◆ **Work instruction 1**
From the trial results extract, list every cause of the treatment-related deaths.
◆ **Work instruction 2**
Duplicate the part of the trial results extract between "The safety analysis, the" and "drug-related liver injury.", inclusive.

◆ **Extract**
The safety analysis, the primary endpoint, showed that the most common adverse events that occurred in more than 10% of patients were asthenia, fatigue, decreased appetite, urinary tract infections, anemia, pyrexia, diarrhea, constipation, and nausea, most of which were of grade 1 or 2 in severity.
The most common grade 3 or 4 adverse events, each of which occurred in 1% of patients, were fatigue, asthenia, colitis, and hypertension.
Seven patients died from treatment-related causes, including two from dyspnea and one each from colitis, intestinal perforation, respiratory failure, chronic kidney disease, and drug-related liver injury.
An overview of safety in subgroups of special interest showed that there were no new safety signals, Merseburger said.
Efficacious? The Jury Is Still Out
Overall survival (OS) in the intention-to-treat (ITT) population was a secondary endpoint. At a median follow-up of 12.7 months, median OS for 1004 patients in an ITT population was 8.7 months, and the 12-month OS rate was 41%, Merseburger reported.
The median progression-free survival (PFS) was 2.2 months. The 6- and 12-month PFS rates were 29% and 17%, respectively.

◆ **Study material**
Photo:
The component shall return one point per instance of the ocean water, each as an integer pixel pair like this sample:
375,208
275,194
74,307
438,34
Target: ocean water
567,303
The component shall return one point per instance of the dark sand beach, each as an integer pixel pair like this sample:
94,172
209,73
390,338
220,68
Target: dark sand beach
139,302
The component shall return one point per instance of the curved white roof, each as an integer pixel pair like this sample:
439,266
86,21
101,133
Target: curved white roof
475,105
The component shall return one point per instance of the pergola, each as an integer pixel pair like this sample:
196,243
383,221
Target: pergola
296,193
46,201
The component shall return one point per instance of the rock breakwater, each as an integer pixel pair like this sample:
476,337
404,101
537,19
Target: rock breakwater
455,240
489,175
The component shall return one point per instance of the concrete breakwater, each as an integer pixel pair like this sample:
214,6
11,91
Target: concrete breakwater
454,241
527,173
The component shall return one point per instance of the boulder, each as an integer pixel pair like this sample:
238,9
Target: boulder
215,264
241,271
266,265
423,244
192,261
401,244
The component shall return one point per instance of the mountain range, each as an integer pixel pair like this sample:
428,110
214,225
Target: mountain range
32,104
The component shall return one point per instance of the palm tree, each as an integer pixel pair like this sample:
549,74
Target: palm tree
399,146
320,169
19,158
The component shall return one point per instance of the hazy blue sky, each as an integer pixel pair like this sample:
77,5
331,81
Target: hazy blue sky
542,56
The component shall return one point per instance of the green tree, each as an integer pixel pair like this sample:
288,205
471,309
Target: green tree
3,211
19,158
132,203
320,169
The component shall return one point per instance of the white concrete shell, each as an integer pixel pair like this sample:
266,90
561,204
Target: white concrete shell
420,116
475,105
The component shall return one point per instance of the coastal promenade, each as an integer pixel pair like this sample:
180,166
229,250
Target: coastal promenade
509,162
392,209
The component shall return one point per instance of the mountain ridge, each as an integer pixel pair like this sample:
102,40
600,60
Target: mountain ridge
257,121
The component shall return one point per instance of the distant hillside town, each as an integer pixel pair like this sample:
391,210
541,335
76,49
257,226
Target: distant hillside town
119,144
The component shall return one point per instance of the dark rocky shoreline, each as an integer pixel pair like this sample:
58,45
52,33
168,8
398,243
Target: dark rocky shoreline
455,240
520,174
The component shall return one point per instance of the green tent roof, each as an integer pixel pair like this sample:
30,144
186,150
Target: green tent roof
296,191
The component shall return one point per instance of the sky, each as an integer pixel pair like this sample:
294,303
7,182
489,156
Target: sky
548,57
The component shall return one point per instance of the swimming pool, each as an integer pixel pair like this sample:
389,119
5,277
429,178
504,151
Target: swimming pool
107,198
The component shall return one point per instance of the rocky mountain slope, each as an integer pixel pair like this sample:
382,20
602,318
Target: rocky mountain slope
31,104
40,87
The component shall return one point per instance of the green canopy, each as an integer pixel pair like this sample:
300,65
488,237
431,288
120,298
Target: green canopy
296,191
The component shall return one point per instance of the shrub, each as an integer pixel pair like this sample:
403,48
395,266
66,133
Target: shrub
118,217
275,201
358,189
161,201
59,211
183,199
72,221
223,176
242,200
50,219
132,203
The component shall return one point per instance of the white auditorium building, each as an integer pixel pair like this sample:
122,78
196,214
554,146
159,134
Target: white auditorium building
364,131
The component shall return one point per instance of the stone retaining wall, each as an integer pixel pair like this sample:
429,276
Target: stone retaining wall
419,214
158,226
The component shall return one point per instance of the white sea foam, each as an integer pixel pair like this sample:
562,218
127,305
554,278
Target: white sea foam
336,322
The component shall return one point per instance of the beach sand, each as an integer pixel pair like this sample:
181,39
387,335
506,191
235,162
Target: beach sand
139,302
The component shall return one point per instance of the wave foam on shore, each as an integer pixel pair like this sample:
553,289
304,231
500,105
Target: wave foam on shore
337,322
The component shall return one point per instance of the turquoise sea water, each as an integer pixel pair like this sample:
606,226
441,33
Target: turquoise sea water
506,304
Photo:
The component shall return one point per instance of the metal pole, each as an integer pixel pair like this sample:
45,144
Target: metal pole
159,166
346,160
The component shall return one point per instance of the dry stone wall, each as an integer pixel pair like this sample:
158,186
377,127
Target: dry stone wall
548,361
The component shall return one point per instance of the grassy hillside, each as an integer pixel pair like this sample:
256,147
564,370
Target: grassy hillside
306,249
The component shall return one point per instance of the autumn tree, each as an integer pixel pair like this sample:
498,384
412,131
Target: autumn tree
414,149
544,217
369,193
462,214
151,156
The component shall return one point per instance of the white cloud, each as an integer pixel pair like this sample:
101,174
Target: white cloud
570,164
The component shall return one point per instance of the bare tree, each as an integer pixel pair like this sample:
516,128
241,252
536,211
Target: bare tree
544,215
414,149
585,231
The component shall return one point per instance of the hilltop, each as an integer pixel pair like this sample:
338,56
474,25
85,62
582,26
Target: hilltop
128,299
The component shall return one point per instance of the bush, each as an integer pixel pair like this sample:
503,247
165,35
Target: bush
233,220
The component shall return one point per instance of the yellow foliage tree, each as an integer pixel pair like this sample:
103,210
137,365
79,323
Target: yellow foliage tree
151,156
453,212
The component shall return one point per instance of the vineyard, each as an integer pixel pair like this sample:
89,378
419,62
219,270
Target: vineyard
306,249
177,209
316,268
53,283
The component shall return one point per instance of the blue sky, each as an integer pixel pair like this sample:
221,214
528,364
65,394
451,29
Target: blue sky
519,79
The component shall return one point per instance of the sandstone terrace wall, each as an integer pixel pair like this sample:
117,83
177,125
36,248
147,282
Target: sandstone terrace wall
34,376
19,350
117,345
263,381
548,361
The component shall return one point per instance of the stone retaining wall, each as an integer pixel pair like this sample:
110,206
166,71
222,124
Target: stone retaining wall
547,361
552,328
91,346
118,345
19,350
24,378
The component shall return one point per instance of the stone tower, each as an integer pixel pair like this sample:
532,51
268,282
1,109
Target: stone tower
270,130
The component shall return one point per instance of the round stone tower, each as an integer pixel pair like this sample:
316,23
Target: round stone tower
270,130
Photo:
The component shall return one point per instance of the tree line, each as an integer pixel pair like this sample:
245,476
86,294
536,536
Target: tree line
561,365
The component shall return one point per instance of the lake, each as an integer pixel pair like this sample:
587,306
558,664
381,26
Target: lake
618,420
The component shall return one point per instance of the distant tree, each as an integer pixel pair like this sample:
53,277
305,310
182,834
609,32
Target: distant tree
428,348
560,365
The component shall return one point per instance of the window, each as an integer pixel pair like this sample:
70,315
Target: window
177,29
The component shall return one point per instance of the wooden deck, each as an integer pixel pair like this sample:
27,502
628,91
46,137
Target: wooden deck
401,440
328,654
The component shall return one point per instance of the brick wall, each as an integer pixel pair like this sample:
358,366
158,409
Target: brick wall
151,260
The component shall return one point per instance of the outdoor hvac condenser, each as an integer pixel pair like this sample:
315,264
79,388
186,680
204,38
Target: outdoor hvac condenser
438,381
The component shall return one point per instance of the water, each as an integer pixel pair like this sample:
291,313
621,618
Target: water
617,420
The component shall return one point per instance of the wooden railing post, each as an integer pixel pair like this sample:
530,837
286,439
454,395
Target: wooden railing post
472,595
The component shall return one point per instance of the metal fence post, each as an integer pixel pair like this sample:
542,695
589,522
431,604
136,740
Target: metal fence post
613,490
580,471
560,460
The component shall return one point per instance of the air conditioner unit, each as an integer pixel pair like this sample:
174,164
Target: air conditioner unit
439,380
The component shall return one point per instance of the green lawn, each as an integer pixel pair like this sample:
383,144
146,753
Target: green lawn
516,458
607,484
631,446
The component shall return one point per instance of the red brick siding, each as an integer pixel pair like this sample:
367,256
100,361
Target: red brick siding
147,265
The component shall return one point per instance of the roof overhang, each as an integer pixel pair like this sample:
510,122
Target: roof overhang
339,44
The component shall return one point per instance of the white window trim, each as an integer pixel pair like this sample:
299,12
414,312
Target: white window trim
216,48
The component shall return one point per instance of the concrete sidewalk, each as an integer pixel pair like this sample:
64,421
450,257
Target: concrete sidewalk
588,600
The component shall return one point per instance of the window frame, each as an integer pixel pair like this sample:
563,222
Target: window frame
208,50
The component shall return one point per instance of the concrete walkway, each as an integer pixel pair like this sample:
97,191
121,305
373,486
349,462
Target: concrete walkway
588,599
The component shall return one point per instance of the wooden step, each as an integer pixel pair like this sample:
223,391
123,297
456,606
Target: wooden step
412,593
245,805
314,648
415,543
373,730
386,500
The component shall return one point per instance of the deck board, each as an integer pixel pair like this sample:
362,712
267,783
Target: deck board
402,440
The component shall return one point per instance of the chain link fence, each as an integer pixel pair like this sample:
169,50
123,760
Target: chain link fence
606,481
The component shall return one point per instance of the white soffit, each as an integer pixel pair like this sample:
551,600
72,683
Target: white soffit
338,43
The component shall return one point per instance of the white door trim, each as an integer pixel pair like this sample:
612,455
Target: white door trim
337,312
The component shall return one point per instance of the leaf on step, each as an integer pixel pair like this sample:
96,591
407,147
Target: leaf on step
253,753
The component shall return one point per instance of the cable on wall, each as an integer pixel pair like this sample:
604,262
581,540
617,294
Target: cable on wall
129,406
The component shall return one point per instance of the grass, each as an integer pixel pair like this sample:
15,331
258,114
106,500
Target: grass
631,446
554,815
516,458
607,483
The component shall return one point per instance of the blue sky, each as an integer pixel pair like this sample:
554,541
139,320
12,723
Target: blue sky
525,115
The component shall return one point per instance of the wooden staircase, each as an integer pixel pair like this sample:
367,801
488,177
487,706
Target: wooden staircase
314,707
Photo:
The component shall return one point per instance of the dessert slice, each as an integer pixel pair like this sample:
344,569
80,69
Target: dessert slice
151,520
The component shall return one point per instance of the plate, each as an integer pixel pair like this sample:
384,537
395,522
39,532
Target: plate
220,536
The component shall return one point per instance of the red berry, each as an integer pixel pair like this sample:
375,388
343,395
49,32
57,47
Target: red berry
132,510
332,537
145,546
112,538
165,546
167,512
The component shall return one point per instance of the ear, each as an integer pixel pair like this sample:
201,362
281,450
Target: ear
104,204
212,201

◆ **Response box 1**
- Dyspnea
- Colitis
- Intestinal perforation
- Respiratory failure
- Chronic kidney disease
- Drug-related liver injury

◆ **Response box 2**
The safety analysis, the primary endpoint, showed that the most common adverse events that occurred in more than 10% of patients were asthenia, fatigue, decreased appetite, urinary tract infections, anemia, pyrexia, diarrhea, constipation, and nausea, most of which were of grade 1 or 2 in severity.
The most common grade 3 or 4 adverse events, each of which occurred in 1% of patients, were fatigue, asthenia, colitis, and hypertension.
Seven patients died from treatment-related causes, including two from dyspnea and one each from colitis, intestinal perforation, respiratory failure, chronic kidney disease, and drug-related liver injury.